_Written task_
Restate the full set of records exactly, without adding or dropping a word.

_Data supplied_

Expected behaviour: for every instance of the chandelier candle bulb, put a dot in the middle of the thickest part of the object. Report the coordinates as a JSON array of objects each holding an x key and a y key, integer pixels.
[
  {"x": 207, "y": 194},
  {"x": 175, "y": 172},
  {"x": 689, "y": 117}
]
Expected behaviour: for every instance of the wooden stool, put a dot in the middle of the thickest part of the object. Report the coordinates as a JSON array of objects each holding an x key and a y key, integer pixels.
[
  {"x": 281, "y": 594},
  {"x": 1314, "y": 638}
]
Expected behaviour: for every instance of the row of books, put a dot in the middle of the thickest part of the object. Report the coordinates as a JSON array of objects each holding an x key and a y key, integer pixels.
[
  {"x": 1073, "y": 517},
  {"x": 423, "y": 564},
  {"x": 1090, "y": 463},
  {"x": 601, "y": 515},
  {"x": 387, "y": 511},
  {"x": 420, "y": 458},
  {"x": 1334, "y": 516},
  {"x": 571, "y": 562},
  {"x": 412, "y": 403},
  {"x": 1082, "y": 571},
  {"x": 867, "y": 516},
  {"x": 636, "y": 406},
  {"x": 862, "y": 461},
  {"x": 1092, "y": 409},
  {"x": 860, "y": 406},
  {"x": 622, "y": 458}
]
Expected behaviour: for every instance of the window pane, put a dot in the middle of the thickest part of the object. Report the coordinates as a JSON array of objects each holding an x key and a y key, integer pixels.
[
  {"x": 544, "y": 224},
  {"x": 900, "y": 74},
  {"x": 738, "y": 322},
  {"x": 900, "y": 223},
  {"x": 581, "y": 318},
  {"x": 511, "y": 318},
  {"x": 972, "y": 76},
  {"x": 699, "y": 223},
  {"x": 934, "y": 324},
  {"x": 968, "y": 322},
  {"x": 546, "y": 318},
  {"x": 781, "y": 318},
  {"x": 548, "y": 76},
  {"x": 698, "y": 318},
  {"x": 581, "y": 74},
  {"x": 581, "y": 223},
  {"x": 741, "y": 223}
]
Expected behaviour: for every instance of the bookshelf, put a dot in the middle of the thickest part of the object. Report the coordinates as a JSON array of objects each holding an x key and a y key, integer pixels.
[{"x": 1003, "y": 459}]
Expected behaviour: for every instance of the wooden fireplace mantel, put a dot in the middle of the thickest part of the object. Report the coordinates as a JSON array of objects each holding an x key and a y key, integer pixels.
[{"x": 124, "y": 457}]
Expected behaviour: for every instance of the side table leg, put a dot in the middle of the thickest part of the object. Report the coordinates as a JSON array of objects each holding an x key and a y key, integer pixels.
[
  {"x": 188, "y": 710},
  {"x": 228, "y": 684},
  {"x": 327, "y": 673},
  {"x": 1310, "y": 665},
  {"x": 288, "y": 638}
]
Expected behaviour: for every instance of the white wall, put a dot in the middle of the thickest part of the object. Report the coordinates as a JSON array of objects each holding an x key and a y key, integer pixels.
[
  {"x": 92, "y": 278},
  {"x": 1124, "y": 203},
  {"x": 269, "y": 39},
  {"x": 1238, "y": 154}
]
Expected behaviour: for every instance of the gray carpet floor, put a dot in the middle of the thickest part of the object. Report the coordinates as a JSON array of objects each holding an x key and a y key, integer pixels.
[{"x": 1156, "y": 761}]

_Task answer_
Expected behaviour: for every instance of the chandelier candle bulb, put a dot in the middle of the thickest part of the object. Report the coordinates as a JSON array of objects each holding an x key and a y key, integer pixels.
[
  {"x": 207, "y": 194},
  {"x": 175, "y": 172},
  {"x": 689, "y": 117}
]
Expected behaviour: for every instance of the wooden stool, put a dot in the middle of the thickest part of the object. Report the coordinates as a JSON array of objects each holding an x key and a y key, integer pixels.
[
  {"x": 281, "y": 594},
  {"x": 1314, "y": 638}
]
Expected behaviour: for every instance of the row of books, put a dot in the middle of the thickest part of the object. Report the coordinates as a JSON array of objects each holding an x key and a y key, integer pixels.
[
  {"x": 1073, "y": 517},
  {"x": 423, "y": 564},
  {"x": 1090, "y": 463},
  {"x": 601, "y": 515},
  {"x": 387, "y": 511},
  {"x": 420, "y": 458},
  {"x": 1334, "y": 516},
  {"x": 571, "y": 562},
  {"x": 412, "y": 403},
  {"x": 1082, "y": 571},
  {"x": 867, "y": 516},
  {"x": 636, "y": 406},
  {"x": 862, "y": 461},
  {"x": 1092, "y": 409},
  {"x": 860, "y": 406},
  {"x": 622, "y": 458}
]
Expected behaviour: for every instance of the window pane, put a dot in the middle of the thickest part of the object. Report the coordinates as a JSON array of objects each holding an x key and a y key, integer pixels.
[
  {"x": 544, "y": 224},
  {"x": 900, "y": 74},
  {"x": 738, "y": 322},
  {"x": 900, "y": 223},
  {"x": 581, "y": 318},
  {"x": 511, "y": 318},
  {"x": 972, "y": 76},
  {"x": 699, "y": 223},
  {"x": 934, "y": 324},
  {"x": 968, "y": 322},
  {"x": 546, "y": 318},
  {"x": 781, "y": 318},
  {"x": 548, "y": 76},
  {"x": 698, "y": 318},
  {"x": 581, "y": 74},
  {"x": 581, "y": 223},
  {"x": 741, "y": 223}
]
Expected behaviour: for every instance of the bookshelf, put a dot in the middle of the thickest part of the object. Report the coordinates as a JSON array of objects each holding an x key and a y key, integer pixels.
[{"x": 1003, "y": 459}]
Expected behaviour: for every instance of the wooden fireplace mantel, put a dot in the middle of the thickest part of the object. Report the coordinates as a JSON array of objects each holding an x key and a y key, integer pixels.
[{"x": 124, "y": 457}]
Expected behaviour: for every instance of the side table leg, put a dot in the middle of the thickest part of the object. Report the coordinates as a JSON array of objects each holding an x key and a y key, integer pixels.
[
  {"x": 188, "y": 710},
  {"x": 228, "y": 684},
  {"x": 327, "y": 673},
  {"x": 1310, "y": 665},
  {"x": 288, "y": 638}
]
Expected behaviour: for every instance of the white wall, put a dot in the middle of the thickest part of the object. Report the coordinates as a JSON array of objects each holding an x key and a y key, integer pixels.
[
  {"x": 92, "y": 278},
  {"x": 1124, "y": 203},
  {"x": 269, "y": 39},
  {"x": 1238, "y": 154}
]
Expected behaviour: for every instance of the gray carpet floor, put a dot in the middle of the thickest part of the object. Report the coordinates as a JSON array of objects each holding an x key and a y key, integer pixels.
[{"x": 1156, "y": 761}]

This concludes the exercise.